## Objetivo
Responda a estas perguntas com base no texto apresentado:
(a) A quem pertencem as duas frases escolhidas para sintetizar o ponto de desgoverno?
(b) Que nome o texto dá à frase de Almeida Santos?
(c) Segundo a frase atribuída a José Sócrates, em que mês ele não tinha chegado à conclusão de que não havia alternativa?

## Texto apresentado
# # # #

Se tivesse de escolher apenas duas frases que sintetizassem o ponto de desgoverno a que chegámos optaria por uma de José Sócrates – “estas medidas só são tomadas quando um político entende em consciência que não há alternativa: foi essa a conclusão a que cheguei agora, não em Maio” – e outra de Almeida Santos – “o povo tem que sofrer as crises como o Governo as sofre”. Elas condensam o autismo, a arrogância, a incompetência e a prosápia dos que se tomam por senhores do país – e traduzem também o nosso desamparo.

Pouco haverá a dizer sobre o insulto – que outro nome lhe posso dar? – de Almeida Santos. Já o desabafo de Sócrates tem mais que se lhe diga. Primeiro, pelo que revela sobre a forma como entende o seu papel como político. Depois, por mostrar até que ponto esteve, se é que ainda está, desligado da realidade, vivendo num mundo cor-de-rosa que só ele via e que, por isso, não exigia medidas de correcção draconianas. Por fim, por deixar claro que ele não é, de forma alguma, a pessoa indicada para levar por diante as políticas de rigor.

# # # #

## Listagem

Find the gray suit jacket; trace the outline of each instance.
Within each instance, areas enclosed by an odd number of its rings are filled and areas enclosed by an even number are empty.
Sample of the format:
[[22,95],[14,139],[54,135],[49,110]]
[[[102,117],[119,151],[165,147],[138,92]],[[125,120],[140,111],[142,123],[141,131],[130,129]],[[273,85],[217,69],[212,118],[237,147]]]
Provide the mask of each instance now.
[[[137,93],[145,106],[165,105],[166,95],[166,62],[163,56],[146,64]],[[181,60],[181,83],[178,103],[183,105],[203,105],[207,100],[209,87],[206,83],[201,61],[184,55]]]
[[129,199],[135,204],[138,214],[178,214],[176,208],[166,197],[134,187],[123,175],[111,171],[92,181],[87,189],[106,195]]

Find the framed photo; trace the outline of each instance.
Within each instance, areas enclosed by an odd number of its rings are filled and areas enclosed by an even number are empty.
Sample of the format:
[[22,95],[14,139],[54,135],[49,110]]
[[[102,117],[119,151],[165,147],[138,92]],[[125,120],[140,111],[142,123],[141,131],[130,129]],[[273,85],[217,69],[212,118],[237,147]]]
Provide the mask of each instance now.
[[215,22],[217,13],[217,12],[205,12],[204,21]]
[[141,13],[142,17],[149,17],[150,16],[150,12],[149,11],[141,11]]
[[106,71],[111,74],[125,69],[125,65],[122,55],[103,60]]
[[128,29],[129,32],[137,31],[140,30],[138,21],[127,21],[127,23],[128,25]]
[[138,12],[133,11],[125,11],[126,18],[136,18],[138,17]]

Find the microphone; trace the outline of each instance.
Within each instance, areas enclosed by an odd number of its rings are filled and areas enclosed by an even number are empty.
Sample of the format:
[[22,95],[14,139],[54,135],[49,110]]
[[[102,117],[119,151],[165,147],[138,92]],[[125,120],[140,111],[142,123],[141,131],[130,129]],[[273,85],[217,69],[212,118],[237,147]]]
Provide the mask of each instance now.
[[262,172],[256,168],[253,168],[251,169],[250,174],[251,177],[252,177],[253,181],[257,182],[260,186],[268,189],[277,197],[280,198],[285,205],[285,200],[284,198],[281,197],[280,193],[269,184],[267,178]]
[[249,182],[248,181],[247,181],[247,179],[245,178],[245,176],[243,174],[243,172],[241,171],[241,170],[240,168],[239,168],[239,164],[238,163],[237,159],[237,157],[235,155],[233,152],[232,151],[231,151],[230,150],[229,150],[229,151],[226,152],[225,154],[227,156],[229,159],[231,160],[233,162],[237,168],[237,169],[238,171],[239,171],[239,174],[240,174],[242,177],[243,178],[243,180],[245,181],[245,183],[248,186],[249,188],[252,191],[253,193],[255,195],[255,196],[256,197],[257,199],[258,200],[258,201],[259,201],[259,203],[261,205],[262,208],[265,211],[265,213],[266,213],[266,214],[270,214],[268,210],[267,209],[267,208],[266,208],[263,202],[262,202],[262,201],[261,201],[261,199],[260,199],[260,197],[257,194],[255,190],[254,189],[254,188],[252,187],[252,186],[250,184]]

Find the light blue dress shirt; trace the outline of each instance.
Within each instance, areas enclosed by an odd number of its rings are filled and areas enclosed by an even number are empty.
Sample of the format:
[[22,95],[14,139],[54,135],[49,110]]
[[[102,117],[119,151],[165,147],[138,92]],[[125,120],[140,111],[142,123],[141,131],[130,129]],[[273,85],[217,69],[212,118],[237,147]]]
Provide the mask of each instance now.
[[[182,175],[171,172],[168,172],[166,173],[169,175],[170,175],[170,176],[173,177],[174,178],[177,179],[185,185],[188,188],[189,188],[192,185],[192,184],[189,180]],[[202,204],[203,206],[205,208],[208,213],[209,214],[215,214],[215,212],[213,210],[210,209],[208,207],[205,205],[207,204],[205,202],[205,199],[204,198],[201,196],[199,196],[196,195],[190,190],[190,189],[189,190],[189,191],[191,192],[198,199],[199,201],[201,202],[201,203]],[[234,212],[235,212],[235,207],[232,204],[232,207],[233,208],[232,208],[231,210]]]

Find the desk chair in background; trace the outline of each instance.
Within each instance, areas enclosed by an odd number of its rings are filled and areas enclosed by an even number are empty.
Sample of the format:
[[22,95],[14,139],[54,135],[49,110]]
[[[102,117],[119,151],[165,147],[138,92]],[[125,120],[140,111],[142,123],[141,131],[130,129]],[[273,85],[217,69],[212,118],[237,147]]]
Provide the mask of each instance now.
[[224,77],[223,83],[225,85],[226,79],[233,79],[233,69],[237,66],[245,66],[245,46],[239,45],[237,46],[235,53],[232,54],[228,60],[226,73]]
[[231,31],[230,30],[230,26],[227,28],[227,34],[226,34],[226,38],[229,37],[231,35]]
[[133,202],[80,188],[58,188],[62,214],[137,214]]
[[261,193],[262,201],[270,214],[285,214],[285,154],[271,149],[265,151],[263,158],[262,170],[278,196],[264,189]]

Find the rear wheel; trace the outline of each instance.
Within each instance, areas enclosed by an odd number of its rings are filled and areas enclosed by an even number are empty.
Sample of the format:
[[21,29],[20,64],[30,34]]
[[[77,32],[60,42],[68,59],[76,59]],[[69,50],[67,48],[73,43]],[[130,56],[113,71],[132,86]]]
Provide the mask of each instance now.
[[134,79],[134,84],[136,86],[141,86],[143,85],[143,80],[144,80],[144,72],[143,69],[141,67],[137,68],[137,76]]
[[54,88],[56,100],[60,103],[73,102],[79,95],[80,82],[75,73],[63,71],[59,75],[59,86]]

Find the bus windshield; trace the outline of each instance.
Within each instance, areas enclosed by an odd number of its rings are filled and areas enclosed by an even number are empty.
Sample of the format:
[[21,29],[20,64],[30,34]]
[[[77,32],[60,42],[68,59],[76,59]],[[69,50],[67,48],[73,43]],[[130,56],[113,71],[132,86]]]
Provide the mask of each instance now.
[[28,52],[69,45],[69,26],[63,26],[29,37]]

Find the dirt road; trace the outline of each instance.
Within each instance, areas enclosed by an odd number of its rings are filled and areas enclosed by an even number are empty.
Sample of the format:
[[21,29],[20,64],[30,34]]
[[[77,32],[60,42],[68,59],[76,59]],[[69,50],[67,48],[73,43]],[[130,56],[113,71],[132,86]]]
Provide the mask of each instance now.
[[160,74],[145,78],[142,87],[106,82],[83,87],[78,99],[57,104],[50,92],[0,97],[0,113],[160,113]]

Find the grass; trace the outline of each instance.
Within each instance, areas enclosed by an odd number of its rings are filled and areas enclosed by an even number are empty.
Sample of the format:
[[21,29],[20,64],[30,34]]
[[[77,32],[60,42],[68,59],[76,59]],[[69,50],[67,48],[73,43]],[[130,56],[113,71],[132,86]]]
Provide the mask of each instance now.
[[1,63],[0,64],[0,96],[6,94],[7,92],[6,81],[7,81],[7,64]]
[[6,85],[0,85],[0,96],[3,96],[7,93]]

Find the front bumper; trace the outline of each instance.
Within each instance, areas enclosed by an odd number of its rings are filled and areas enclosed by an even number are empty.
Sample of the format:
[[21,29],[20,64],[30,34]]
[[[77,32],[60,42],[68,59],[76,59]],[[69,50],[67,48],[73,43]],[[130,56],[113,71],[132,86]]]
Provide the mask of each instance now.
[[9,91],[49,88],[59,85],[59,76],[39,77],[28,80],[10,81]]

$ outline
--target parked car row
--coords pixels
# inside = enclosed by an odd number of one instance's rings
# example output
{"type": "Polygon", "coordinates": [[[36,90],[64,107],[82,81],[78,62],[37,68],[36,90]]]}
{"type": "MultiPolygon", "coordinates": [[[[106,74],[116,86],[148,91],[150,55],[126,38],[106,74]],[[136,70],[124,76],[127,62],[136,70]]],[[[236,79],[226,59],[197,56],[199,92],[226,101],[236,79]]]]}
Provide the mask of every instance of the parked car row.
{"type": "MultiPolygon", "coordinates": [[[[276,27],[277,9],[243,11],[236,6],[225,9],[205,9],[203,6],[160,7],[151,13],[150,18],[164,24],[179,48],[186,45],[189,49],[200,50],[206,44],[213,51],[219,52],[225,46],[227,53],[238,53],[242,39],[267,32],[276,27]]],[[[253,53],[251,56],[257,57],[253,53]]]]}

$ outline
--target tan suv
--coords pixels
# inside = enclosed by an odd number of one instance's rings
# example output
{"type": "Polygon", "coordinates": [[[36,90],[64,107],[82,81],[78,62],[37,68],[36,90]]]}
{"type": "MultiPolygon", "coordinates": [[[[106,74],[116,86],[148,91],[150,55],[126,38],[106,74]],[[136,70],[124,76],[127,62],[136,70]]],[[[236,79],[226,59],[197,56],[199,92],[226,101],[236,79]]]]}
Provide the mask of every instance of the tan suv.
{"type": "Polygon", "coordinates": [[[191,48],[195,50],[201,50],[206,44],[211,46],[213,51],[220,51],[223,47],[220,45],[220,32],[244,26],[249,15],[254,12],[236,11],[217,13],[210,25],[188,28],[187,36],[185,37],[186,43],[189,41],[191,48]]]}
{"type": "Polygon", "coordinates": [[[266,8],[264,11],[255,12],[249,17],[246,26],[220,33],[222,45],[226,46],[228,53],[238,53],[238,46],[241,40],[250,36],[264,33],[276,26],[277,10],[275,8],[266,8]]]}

# # # #

## Resposta esperada
(a) A José Sócrates e a Almeida Santos.
(b) Insulto.
(c) Maio.